• **EXCERPT TO READ**:
^^^^

FIELD OF THE INVENTION

This invention relates to lightweight, flexible, fire retardant and fire shielding carbonaceous fiber reinforced compressed composite structures. More particularly, the invention relates to structural members for vehicles and installations which comprises at least one compressed, carbonaceous fiber reinforced resinous composite.

BACKGROUND OF THE INVENTION

The use of prefabricated structures or panels for constructing interiors in airplanes and automobiles is universally accepted. However, there is still a need to provide structural members which are lightweight, flame retardant, fire shielding and easy to manufacture.

Fiber reinforced composite structures comprising a binder phase and a fiber reinforcing phase are well known articles of commerce which have been employed in various engineering applications because of their very high strength-to-weight ratio, that is, tensile strength divided by specific gravity. Because of the anisotropic character of these substances, the strengths of both the reinforcing fiber and the binder material are of significance, with the fiber contributing the major portion. The binder materials, which can be thermosetting or thermoplastic, are selected on the basis of their adhesiveness, fatigue resistance, heat resistance, chemical resistance, moisture resistance, and the like.

It is desired to provide novel compressed composite materials directed to a resin matrix reinforced with a carbonaceous fiber which possesses high strength and fire retarding or fire shielding characteristics.

It is further desired to provide compressed fibrous reinforced composites which can be fabricated into different structural shapes without fiber breakage.

The compressed composites of the invention are an improvement over composites which are extruded, molded or cast by providing improved fire retarding and fire shielding properties.

SUMMARY OF THE INVENTION

The present invention is directed to a fire shielding composition of a fiber reinforced composite material comprising a resin matrix and a multiplicity of nonlinear carbonaceous fibrous materials which is formed by compressive forces. More particularly, the present invention is concerned with a compressed composite material comprising a resin matrix with a reinforcement of a multiplicity of non-flammable carbonaceous fibers having an L.O.I. value greater than 40. Advantageously, the fibers have a reversible deflection ratio of greater than 1.2:1 and an aspect ratio (1/d) greater than 10:1.

The resinous matrix may comprise thermoplastic or heat cured thermosetting material.

In accordance with one embodiment of the invention, the composites of the invention are prepared by the compression of a thermoplastic or thermosetting resin together with a batting or fluff of carbonaceous fibers. The composite may be cold compressed or the combination of heat and compression may be utilized depending upon the resin. Advantageously, the compression results in fibers being on the surface of the composite. The panels of the invention may comprise one or more composites laminated together to form a single unit.

Another embodiment of the invention comprises a structure wherein carbonaceous fibers is one or more sides of the panel to provide sound and thermal insulation.

BRIEF DESCRIPTION OF THE DRAWINGS

FIG. 1 is a perspective view partially in cross-section of a composite panel of the invention, and

FIG. 2 is a perspective view of a structural member of the invention with a sound absorbing barrier layer.

^^^^

• **WORK INSTRUCTIONS**:
1 - According to the patent excerpt, why do the strengths of both the reinforcing fiber and the binder material matter in fiber reinforced composites? Answer in one to three sentences.
2 - Please set down the rows after the patent excerpt word for word, leaving out the pictures.
The patent excerpt and the rows after it are unrelated material.

• **MATERIAL FOR THIS EXERCISE**:

^^^^

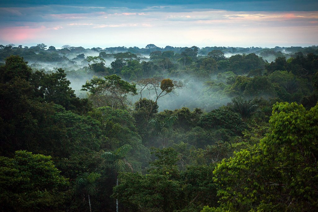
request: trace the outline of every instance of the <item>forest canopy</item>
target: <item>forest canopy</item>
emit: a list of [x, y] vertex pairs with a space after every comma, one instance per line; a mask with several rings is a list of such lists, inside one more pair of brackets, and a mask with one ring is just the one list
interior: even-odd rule
[[314, 211], [317, 47], [0, 45], [0, 210]]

^^^^

• **SOLUTIONS FOR EACH TASK**:
1 - Both strengths matter because these composites have an anisotropic character. The fiber contributes the major portion of the strength.

2 -
request: trace the outline of every instance of the <item>forest canopy</item>
target: <item>forest canopy</item>
emit: a list of [x, y] vertex pairs with a space after every comma, one instance per line; a mask with several rings is a list of such lists, inside one more pair of brackets, and a mask with one ring is just the one list
interior: even-odd rule
[[314, 211], [317, 47], [0, 45], [0, 210]]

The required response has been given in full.